[SOURCE PASSAGE]
________________

Saturday 5 December 2015

Illustration:  The final movement of R. V. Williams' 6th symphony displayed as an audio file.

Composer's toolbox: shades of grey.

In photography, painting, and other visual arts, middle gray or middle grey is a tone that is perceptually about halfway between black and white on a lightness scale.
Wikipedia

For composers contrast is the life blood of their music, there is no difficulty in pairing musical devices and articulations, f and p, staccato and legato, tranquillo and furioso.  Going back many years to listening to Tchaikovsky's 4th symphony for the first time I remember thinking about the contrasts as the music played, when I heard the third movement pizzicato opening I was captivated by the pp sound and then stunned by the changes of texture that follow all preparing for the even greater surprise with the full orchestral opening of the fourth movement. 
There is a satisfaction in contrast, and in extremes.  It doesn't surprise me that in modern art we have a blank, white canvas and a black canvas;
Robert Rauschenberg:

Ad Renhardt

I am not going to enter the discussion on the shades of black, having had several lengthy discussions on tone in weaving with Mrs. H, but to say the matter is complex is an understatement. The artist Gerhard Richter helped clarify the direction of the discussion between my wife and myself before completing this blog, he writes:

‘Grey is the epitome of non-statement…it does not trigger off feelings or associations, it is actually neither visible nor invisible... Like no other colour it is suitable for illustrating ‘nothing’.

To avoid getting into cyclic arguments about tone and colour it may be more useful to use the term intensity, there is for example a probably that some agreement can be found in the idea that music can ‘sparkle’, a feature which can be related to the intensity of sound and touch; the delicate use of a triangle or staccato arpeggio as in Holst's "Mercury"

________________

[TASKS]
**A.** In the blog post on shades of grey, transcribe the stretch from "In photography, painting, and other" through "white on a lightness scale.".
**B.** Answer these questions from the blog post on shades of grey:
(i) Which Tchaikovsky symphony does the writer recall hearing for the first time?
(ii) What did the writer have several lengthy discussions with Mrs. H about?
(iii) Which piece by Holst is mentioned?
**C.** Name every composer mentioned in the blog post on shades of grey.

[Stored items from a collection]
________________

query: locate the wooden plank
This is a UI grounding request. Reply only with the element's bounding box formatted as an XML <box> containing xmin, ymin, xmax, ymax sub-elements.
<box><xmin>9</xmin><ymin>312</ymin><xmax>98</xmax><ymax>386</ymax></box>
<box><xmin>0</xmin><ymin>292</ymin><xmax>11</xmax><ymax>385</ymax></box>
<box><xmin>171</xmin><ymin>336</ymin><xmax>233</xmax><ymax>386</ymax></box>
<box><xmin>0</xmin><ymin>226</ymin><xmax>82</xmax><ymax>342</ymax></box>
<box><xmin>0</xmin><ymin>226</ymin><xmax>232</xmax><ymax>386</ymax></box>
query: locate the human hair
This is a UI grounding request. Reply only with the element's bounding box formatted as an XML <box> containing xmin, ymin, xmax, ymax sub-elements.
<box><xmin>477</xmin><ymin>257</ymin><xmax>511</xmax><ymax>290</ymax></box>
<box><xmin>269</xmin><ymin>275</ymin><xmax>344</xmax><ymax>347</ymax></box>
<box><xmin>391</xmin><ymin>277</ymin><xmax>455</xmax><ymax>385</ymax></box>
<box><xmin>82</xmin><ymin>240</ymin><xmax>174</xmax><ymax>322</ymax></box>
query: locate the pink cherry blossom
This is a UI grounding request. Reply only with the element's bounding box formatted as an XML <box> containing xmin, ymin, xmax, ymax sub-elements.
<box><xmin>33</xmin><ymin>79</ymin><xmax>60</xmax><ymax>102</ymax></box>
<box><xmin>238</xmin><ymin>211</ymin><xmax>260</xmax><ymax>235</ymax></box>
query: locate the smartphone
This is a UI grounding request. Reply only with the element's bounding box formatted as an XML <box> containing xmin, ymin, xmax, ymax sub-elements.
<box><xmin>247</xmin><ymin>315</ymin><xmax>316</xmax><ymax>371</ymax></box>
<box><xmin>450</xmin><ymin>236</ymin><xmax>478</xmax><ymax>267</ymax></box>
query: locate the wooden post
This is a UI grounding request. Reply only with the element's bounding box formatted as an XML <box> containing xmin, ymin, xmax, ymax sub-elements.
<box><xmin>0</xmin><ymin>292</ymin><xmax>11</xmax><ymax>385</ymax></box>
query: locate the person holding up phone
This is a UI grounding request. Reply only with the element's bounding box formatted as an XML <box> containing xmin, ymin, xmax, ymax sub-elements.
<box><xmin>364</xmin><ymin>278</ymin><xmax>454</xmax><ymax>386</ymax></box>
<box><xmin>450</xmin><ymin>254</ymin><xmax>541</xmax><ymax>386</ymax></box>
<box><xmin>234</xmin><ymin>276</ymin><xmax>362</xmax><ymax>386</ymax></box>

________________

[EXPECTED OUTPUTS]
**A.**
In photography, painting, and other visual arts, middle gray or middle grey is a tone that is perceptually about halfway between black and white on a lightness scale.

**B.**
(i) His 4th symphony
(ii) Tone in weaving
(iii) "Mercury"

**C.** R. V. Williams, Tchaikovsky, Holst